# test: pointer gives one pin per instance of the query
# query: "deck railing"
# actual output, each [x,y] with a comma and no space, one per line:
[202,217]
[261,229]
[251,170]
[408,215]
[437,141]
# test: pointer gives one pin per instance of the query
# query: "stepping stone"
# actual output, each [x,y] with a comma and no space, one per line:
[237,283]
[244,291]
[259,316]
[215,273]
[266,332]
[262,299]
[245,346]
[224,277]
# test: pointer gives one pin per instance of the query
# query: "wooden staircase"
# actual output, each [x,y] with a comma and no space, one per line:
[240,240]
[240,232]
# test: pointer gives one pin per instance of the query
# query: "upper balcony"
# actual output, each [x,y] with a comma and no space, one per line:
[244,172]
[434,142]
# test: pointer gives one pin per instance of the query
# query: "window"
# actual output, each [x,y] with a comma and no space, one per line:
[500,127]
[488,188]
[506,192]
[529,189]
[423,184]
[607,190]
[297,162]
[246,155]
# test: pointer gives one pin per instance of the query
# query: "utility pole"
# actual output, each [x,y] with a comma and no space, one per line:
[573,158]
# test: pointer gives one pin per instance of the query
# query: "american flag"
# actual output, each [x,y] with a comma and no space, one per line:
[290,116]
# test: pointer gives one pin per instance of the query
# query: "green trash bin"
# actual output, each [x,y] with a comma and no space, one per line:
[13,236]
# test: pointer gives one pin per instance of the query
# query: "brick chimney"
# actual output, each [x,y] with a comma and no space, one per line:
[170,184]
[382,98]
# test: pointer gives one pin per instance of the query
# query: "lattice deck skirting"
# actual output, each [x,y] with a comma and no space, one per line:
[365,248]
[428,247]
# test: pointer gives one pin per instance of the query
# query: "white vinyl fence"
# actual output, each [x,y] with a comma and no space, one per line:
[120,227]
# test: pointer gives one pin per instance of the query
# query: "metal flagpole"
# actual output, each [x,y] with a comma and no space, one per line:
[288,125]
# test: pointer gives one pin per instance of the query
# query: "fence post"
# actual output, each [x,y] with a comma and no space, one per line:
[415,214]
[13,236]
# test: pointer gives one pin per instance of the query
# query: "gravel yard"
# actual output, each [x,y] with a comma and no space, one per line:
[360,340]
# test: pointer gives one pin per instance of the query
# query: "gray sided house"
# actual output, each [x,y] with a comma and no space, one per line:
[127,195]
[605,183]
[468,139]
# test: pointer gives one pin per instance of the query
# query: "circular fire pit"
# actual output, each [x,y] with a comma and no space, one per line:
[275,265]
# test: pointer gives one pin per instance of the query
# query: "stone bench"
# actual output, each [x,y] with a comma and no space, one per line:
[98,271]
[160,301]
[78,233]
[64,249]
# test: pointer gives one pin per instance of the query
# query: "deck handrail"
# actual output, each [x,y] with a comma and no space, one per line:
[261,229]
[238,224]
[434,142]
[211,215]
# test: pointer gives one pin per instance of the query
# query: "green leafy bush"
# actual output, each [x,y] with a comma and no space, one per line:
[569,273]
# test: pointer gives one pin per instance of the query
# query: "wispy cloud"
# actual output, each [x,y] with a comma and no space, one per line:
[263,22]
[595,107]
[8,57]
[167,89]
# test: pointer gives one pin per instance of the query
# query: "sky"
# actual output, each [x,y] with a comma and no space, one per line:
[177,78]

--

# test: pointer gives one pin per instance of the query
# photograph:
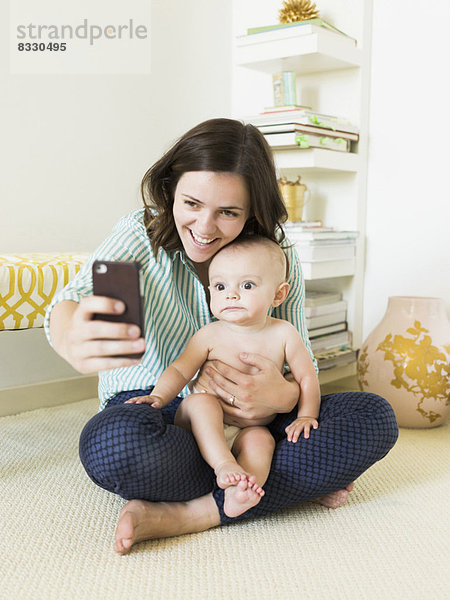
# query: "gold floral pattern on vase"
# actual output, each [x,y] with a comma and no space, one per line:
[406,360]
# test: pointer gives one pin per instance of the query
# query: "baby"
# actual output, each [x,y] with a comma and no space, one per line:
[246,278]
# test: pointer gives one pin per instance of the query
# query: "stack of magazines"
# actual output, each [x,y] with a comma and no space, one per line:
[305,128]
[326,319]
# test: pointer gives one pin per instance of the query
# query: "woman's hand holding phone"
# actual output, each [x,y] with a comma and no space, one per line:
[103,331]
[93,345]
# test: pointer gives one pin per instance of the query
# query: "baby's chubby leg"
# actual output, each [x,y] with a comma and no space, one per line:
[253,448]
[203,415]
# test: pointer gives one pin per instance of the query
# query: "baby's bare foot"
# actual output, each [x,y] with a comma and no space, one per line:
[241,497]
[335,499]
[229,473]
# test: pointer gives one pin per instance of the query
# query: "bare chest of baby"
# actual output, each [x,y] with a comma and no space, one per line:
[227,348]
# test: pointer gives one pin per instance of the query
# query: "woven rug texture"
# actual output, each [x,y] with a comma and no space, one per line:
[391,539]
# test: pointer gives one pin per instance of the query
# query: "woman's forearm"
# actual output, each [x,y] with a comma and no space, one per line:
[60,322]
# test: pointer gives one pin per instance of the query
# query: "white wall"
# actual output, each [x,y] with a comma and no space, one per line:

_WHAT IS ASKED:_
Please extract every line in the records above that contains the word "woman", copying each line in full.

_EXPECTED OUTPUT:_
# query: "woman's hand holding phone"
# query: "woman's forearm"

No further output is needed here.